- [WHAT THE TASK REQUIRES]
Every entry should be reproduced precisely, with each picture left out.

Start of RECORDS

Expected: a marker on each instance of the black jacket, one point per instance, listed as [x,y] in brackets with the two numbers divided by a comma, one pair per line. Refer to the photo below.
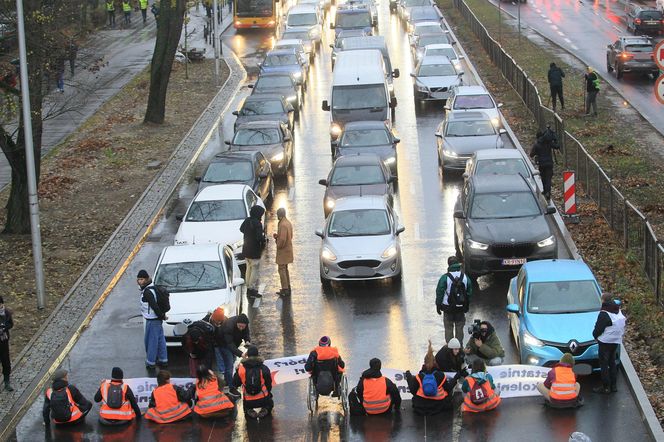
[83,404]
[252,229]
[391,389]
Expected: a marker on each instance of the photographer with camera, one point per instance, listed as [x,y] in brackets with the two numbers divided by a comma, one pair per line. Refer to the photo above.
[484,344]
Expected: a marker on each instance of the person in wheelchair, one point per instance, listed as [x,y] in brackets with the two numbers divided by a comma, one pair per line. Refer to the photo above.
[326,367]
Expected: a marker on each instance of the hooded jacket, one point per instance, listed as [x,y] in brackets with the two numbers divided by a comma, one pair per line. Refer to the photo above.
[252,229]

End of RECORDS

- [TASK ANSWER]
Expected: a marker on each instance of the black jacket, one point per instance, listed as [x,y] in brackets with the two numbers divided by a comma, one pair per line. Refer to the photo below.
[83,404]
[252,229]
[391,389]
Expected: a marker on each instance of the photographer with camera, one point per instance, listed as [x,y] in brackets with the two numbers divided by a comma, one pair per line. Refer to the photo above.
[484,344]
Expected: a marker on each instance of the person in wheelchair, one point per instance, listed as [x,y] in brackets with the two numbers divided by a comma, one pair per line. Refer to the photo above.
[326,367]
Expected: a marker on each instance of the hooded jacket, one point per instance, listed as [x,y] in brackets with the two numbers divided by a comma, one pair per line. Refer to the photo above.
[252,229]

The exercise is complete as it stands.